● **Text block**:
::::::
Back at school after shooting: Hugs, uncertainty

Image:
Students hug at Millard South high school in Omaha, Neb., early Friday before classes resumed.Nati Harnik / AP
/ Source: The Associated Press

Students and staffers returned to a high school Friday where two days earlier a 17-year-old student fatally shot an assistant principal and wounded the principal before fleeing the campus and killing himself.

About 100 students gathered outside the entrance of the Millard South High School for more than 30 minutes in frigid temperatures to welcome back their classmates. A handful of candles flickered in jars at an ad-hoc memorial honoring assistant principal Vicki Kaspar and principal Curtis Case on the school grounds.

Some students stopped to look at the posters, flowers and other mementos, while others scurried by, eager to return to class. One freshman took a few minutes to look at the memorial before heading into the school building.

"I think it's going to be a good thing, but it might be a little weird," Dustin Smith, 14, said of his return to class.

Omaha police say Robert Butler Jr. returned to class a few hours after he was suspended Wednesday for driving on Millard South's football field and track. Butler, whose father is an Omaha police detective, gave no hint of his violent intentions before posting an ominous message on Facebook and returning to school with his father's handgun.
::::::
● **Task 1**: According to the Millard South article, how many students gathered outside the school entrance to welcome back their classmates?
● **Task 2**: List every person named in the Millard South article.
● **Task 3**: Please continue the Millard South article from where it stops.
The data has no connection to the Millard South article.

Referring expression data
::::::
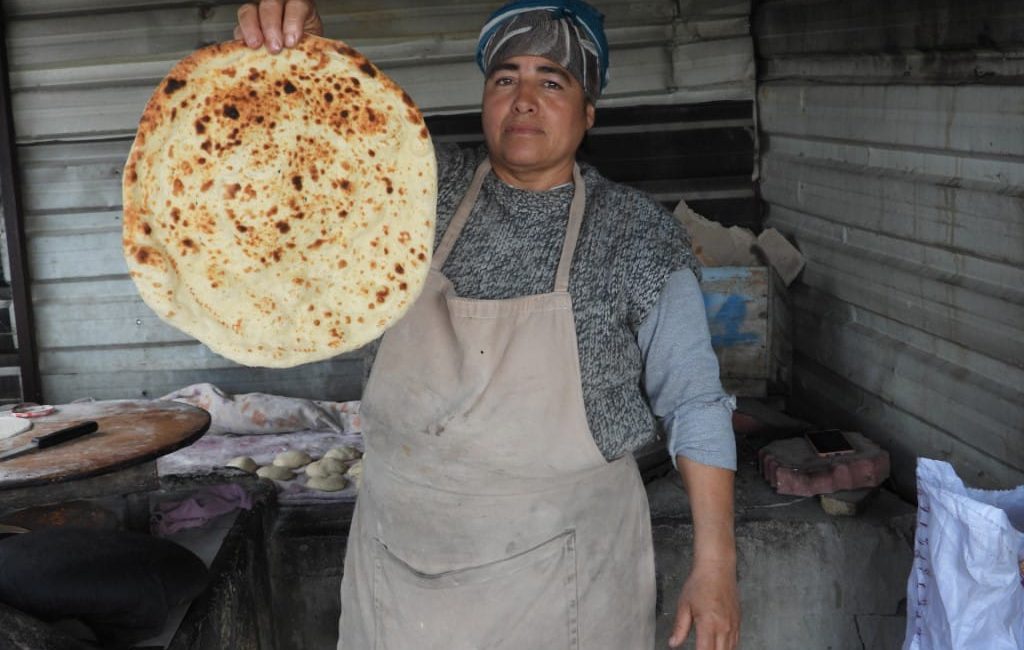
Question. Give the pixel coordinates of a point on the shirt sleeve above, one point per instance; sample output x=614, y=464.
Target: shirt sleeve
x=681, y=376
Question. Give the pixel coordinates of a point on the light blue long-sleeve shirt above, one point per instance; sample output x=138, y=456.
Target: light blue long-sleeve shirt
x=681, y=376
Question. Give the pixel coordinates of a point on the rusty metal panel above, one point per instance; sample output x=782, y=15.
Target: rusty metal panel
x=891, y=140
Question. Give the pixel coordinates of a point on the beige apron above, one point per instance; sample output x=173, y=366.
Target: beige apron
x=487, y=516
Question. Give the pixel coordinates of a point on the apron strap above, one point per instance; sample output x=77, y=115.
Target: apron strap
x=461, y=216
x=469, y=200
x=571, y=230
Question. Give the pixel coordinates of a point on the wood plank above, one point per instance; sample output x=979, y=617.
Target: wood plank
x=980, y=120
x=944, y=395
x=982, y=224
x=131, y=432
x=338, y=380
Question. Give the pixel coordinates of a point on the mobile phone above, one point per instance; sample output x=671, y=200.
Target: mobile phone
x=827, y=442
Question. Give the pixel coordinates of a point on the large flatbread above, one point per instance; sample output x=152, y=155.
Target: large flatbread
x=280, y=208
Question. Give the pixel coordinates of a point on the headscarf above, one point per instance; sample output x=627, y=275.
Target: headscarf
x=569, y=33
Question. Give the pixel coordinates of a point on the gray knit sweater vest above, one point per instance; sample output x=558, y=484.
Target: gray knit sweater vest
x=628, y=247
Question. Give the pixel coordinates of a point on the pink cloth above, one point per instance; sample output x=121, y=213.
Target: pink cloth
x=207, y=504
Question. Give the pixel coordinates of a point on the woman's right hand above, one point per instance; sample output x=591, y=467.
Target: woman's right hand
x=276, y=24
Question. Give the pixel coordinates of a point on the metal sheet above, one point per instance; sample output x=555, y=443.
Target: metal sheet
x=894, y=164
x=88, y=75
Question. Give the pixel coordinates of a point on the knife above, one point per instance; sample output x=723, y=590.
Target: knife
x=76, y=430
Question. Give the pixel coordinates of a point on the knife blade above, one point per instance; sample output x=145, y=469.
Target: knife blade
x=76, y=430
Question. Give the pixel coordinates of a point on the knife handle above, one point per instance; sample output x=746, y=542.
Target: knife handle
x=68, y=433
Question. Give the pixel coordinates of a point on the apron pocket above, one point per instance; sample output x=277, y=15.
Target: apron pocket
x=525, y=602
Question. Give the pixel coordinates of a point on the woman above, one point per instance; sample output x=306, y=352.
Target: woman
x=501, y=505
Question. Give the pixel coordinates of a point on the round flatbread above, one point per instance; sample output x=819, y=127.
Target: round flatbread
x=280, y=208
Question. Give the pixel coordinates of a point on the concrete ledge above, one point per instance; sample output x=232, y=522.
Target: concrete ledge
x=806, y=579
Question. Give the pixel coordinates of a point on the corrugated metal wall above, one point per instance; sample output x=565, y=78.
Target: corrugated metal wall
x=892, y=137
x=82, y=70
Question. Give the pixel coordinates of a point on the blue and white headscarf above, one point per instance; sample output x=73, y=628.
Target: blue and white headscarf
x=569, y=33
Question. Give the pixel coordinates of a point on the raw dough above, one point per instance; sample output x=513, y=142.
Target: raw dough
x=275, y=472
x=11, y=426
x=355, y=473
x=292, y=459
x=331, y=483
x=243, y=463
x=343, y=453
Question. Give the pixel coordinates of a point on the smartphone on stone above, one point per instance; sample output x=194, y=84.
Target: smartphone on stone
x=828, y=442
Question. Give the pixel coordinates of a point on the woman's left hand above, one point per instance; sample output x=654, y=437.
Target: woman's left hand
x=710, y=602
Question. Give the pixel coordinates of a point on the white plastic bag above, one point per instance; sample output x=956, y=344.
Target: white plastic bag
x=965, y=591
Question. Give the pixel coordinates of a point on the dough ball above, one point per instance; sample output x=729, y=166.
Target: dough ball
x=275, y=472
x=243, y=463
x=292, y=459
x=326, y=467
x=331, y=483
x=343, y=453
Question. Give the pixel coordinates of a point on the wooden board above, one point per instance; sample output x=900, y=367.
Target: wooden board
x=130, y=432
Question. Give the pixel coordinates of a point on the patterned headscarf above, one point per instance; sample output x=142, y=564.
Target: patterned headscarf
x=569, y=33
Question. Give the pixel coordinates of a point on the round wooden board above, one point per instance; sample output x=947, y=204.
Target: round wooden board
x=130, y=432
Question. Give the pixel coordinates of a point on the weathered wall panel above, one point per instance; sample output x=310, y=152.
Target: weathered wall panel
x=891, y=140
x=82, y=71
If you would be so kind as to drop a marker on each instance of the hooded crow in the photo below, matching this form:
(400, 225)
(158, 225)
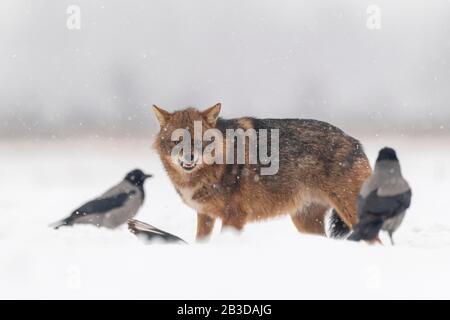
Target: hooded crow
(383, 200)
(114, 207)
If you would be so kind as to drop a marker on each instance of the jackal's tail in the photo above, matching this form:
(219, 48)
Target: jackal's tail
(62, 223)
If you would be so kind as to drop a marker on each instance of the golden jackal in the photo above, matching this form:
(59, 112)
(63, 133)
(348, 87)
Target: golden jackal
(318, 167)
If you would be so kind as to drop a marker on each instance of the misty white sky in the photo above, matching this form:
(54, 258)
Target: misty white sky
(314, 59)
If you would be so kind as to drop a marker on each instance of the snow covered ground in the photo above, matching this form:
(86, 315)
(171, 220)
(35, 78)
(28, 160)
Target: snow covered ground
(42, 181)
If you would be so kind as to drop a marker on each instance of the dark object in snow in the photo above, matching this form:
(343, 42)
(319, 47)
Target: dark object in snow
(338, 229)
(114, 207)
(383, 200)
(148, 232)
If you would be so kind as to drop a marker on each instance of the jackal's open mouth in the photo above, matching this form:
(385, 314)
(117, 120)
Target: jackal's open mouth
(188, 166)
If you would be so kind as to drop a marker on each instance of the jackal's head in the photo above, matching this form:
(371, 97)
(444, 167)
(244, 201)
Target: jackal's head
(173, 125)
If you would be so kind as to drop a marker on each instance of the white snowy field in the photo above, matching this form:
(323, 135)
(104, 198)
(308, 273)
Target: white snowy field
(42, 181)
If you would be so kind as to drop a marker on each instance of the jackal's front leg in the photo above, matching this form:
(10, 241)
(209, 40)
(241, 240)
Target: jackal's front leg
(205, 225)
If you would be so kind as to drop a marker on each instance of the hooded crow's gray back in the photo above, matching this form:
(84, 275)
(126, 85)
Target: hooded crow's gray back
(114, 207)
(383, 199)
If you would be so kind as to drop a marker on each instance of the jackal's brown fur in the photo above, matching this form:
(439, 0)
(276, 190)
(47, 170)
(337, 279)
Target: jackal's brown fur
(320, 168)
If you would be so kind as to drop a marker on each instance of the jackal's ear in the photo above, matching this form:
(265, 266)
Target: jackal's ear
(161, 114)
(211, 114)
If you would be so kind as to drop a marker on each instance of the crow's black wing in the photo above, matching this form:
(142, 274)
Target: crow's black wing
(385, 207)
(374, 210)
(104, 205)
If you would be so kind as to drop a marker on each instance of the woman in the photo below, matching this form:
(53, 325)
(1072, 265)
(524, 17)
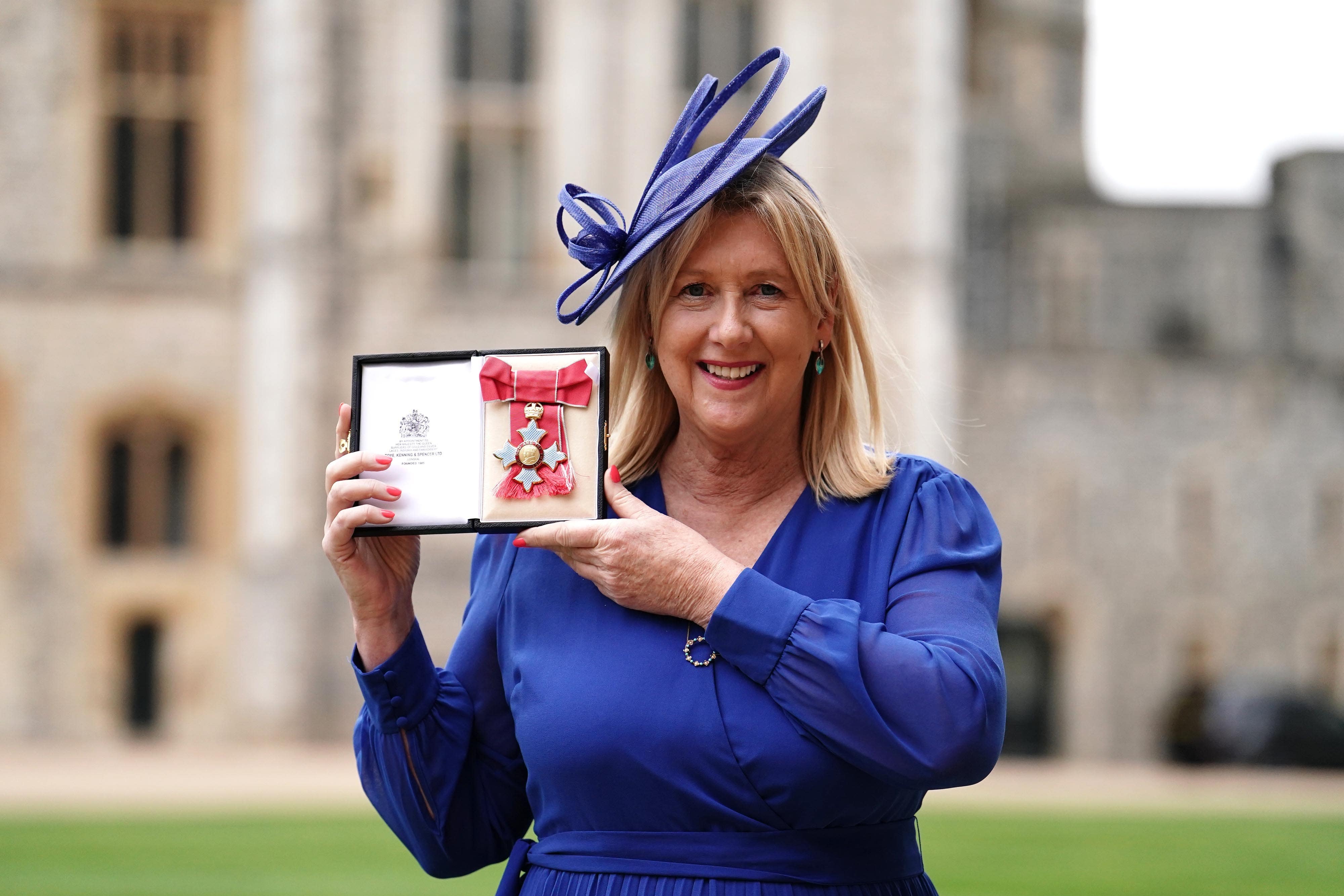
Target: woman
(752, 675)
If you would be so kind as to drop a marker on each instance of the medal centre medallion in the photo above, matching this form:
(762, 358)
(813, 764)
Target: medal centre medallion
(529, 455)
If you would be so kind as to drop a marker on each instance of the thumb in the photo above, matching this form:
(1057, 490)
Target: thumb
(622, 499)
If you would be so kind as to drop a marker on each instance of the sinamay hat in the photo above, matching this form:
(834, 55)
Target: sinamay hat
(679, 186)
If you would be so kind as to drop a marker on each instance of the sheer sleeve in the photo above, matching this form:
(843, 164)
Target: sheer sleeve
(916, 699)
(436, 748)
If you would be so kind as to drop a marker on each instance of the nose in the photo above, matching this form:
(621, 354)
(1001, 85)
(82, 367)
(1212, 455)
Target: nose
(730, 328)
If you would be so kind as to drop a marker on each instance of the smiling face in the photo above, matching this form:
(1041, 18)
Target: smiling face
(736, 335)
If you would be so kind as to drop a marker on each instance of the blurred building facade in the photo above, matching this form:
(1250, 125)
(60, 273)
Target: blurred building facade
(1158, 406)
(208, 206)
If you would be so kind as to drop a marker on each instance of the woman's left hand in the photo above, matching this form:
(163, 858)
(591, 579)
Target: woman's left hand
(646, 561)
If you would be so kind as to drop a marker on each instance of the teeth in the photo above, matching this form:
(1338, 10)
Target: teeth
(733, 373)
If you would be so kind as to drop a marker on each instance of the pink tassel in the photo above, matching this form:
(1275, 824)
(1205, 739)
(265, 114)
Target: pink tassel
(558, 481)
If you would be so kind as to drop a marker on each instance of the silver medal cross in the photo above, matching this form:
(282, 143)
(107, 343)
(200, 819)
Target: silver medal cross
::::::
● **Written answer 1**: About 100 students.

● **Written answer 2**: Vicki Kaspar, Curtis Case, Dustin Smith, Robert Butler Jr., Nati Harnik

● **Written answer 3**:
Many students seemed to be OK about returning to school Friday, but the district planned to offer counseling to anyone who needs it.

"I don't think I'll be worried, but it'll feel weird because someone got killed there," 17-year-old German Agraz said about re-entering the building.

Outside the school Friday, a tearful staff member who declined to give her name said Friday was going to be the hardest day.

Jamie Ryals, 17, said she wasn't sure she was quite ready to be back at school.

"I think it's a little too soon," Ryals said.

About 93 percent of Millard South's students attended class Friday, district spokeswoman Marti Seiberling said. Friday's attendance rate was close to last semester's average of 94.8 percent.

Case, 44, is improving at an Omaha hospital and has been able to speak with family members. He was listed in fair condition on Friday.

Associated Press Writers Michael Crumb and Ryan J. Foley contributed to this report.